Data drawn from a collection

>> begin

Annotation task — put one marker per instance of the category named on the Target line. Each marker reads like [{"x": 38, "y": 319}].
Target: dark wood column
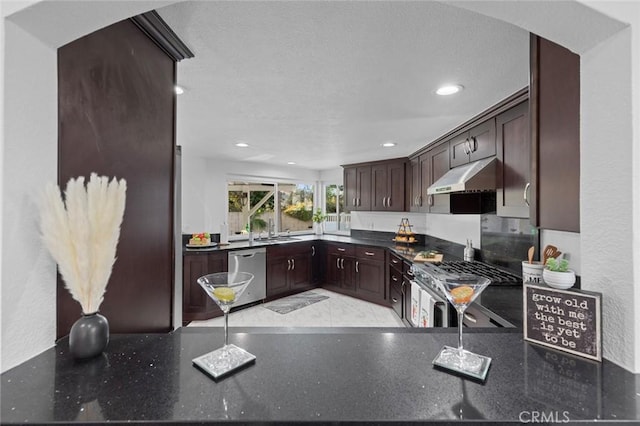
[
  {"x": 116, "y": 106},
  {"x": 555, "y": 136}
]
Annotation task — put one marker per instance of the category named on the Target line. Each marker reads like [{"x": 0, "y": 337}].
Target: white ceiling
[{"x": 326, "y": 83}]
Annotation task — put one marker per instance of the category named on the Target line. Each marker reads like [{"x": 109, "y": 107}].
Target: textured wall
[
  {"x": 608, "y": 196},
  {"x": 28, "y": 272}
]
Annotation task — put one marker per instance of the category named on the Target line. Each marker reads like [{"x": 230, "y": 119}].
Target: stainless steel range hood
[{"x": 477, "y": 176}]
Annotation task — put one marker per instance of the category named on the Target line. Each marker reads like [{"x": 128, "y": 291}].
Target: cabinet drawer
[
  {"x": 395, "y": 277},
  {"x": 288, "y": 249},
  {"x": 373, "y": 253},
  {"x": 406, "y": 269},
  {"x": 395, "y": 261},
  {"x": 341, "y": 249}
]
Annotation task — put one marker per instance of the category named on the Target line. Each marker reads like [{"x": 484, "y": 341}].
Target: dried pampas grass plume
[{"x": 82, "y": 232}]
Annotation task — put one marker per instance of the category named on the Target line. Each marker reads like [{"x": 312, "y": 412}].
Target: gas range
[
  {"x": 496, "y": 275},
  {"x": 426, "y": 272},
  {"x": 429, "y": 276}
]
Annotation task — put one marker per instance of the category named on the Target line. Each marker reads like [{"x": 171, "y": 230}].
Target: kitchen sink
[{"x": 278, "y": 238}]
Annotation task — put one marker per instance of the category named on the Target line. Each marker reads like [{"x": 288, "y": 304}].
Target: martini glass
[
  {"x": 461, "y": 291},
  {"x": 224, "y": 288}
]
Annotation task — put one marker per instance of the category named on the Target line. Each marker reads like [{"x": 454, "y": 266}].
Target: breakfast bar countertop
[{"x": 315, "y": 375}]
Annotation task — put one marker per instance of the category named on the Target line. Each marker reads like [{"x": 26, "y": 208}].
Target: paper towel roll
[{"x": 224, "y": 233}]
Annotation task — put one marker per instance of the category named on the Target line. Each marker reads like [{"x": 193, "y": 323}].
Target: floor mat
[{"x": 295, "y": 302}]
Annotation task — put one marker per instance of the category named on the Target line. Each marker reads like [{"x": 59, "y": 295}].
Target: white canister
[{"x": 532, "y": 272}]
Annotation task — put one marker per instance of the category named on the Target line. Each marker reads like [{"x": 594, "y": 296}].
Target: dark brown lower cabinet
[
  {"x": 370, "y": 279},
  {"x": 407, "y": 276},
  {"x": 395, "y": 290},
  {"x": 318, "y": 260},
  {"x": 289, "y": 268},
  {"x": 196, "y": 304},
  {"x": 357, "y": 271}
]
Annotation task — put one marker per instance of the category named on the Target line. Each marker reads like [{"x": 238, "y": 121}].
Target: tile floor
[{"x": 336, "y": 311}]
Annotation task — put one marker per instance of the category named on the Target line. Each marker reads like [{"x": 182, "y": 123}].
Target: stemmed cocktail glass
[
  {"x": 224, "y": 288},
  {"x": 461, "y": 291}
]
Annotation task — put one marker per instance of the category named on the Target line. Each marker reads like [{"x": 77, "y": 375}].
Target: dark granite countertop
[
  {"x": 504, "y": 301},
  {"x": 315, "y": 375}
]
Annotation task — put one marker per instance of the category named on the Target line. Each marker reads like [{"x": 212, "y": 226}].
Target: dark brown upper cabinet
[
  {"x": 555, "y": 136},
  {"x": 357, "y": 187},
  {"x": 438, "y": 165},
  {"x": 378, "y": 185},
  {"x": 388, "y": 185},
  {"x": 514, "y": 157},
  {"x": 475, "y": 144}
]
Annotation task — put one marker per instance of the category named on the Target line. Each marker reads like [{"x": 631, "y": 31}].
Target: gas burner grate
[{"x": 497, "y": 276}]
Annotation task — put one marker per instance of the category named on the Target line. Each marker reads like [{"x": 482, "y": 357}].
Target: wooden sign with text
[{"x": 567, "y": 320}]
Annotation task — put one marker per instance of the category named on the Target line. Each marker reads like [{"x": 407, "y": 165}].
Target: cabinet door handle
[{"x": 470, "y": 317}]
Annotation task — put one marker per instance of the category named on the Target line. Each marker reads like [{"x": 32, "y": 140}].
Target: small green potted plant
[
  {"x": 557, "y": 274},
  {"x": 318, "y": 218}
]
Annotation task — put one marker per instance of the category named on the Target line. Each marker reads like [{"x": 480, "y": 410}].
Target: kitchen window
[
  {"x": 253, "y": 206},
  {"x": 337, "y": 220}
]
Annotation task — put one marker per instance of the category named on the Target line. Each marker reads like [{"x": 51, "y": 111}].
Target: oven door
[{"x": 427, "y": 308}]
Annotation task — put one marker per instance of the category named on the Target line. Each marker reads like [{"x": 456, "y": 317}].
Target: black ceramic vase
[{"x": 89, "y": 336}]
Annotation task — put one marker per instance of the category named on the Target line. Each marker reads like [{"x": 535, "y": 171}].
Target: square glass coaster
[
  {"x": 473, "y": 365},
  {"x": 218, "y": 363}
]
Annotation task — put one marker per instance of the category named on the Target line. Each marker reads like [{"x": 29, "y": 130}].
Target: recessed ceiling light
[{"x": 449, "y": 89}]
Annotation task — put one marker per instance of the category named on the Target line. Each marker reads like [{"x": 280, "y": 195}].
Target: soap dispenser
[{"x": 468, "y": 252}]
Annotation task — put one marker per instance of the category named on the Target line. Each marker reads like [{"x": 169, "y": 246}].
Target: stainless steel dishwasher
[{"x": 255, "y": 262}]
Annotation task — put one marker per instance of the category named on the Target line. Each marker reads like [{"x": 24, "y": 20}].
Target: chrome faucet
[{"x": 270, "y": 228}]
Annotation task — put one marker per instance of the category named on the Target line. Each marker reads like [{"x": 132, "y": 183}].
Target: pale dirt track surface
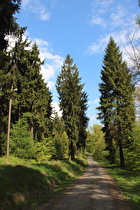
[{"x": 94, "y": 190}]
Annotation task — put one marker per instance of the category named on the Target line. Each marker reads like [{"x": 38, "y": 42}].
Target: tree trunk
[
  {"x": 122, "y": 164},
  {"x": 71, "y": 151},
  {"x": 9, "y": 123}
]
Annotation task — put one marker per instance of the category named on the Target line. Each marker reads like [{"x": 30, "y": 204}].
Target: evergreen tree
[
  {"x": 73, "y": 103},
  {"x": 116, "y": 102},
  {"x": 22, "y": 84},
  {"x": 8, "y": 23}
]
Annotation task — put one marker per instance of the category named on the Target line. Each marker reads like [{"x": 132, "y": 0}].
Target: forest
[{"x": 30, "y": 128}]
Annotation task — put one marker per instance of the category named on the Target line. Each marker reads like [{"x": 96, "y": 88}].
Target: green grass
[
  {"x": 27, "y": 185},
  {"x": 129, "y": 183}
]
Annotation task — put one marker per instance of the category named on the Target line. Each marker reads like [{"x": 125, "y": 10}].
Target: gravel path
[{"x": 94, "y": 190}]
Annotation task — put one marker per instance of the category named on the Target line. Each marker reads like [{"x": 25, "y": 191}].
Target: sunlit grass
[
  {"x": 27, "y": 185},
  {"x": 129, "y": 183}
]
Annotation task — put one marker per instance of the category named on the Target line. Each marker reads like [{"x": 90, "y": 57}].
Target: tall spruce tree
[
  {"x": 73, "y": 103},
  {"x": 8, "y": 23},
  {"x": 22, "y": 84},
  {"x": 116, "y": 102}
]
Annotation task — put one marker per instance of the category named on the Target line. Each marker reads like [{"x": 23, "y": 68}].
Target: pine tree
[
  {"x": 116, "y": 102},
  {"x": 72, "y": 103},
  {"x": 8, "y": 23},
  {"x": 22, "y": 84}
]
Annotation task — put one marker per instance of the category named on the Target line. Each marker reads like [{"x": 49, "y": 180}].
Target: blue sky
[{"x": 81, "y": 28}]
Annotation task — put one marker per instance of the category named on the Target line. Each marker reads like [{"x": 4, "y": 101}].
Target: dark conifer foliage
[
  {"x": 8, "y": 23},
  {"x": 116, "y": 102},
  {"x": 22, "y": 84},
  {"x": 73, "y": 103}
]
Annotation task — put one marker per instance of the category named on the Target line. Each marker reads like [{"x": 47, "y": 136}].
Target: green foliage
[
  {"x": 133, "y": 153},
  {"x": 129, "y": 183},
  {"x": 96, "y": 143},
  {"x": 44, "y": 149},
  {"x": 61, "y": 143},
  {"x": 8, "y": 23},
  {"x": 21, "y": 144},
  {"x": 27, "y": 186},
  {"x": 73, "y": 103},
  {"x": 116, "y": 102},
  {"x": 60, "y": 138}
]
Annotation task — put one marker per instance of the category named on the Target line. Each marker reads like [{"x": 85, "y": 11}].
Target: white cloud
[
  {"x": 25, "y": 3},
  {"x": 50, "y": 84},
  {"x": 96, "y": 101},
  {"x": 93, "y": 117},
  {"x": 56, "y": 108},
  {"x": 36, "y": 6},
  {"x": 98, "y": 21}
]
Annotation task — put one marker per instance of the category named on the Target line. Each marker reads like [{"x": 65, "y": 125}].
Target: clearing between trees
[{"x": 94, "y": 190}]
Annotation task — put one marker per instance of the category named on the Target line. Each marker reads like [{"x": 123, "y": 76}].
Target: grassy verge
[
  {"x": 27, "y": 185},
  {"x": 129, "y": 183}
]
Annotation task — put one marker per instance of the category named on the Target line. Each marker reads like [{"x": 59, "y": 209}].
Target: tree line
[
  {"x": 26, "y": 110},
  {"x": 27, "y": 127}
]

>> end

- WORK TO COMPLETE
Please find each line above that contains the string "kitchen" and copy it out. Matching is case-sensitive.

- EXERCISE RESULT
Target: kitchen sink
Target: kitchen window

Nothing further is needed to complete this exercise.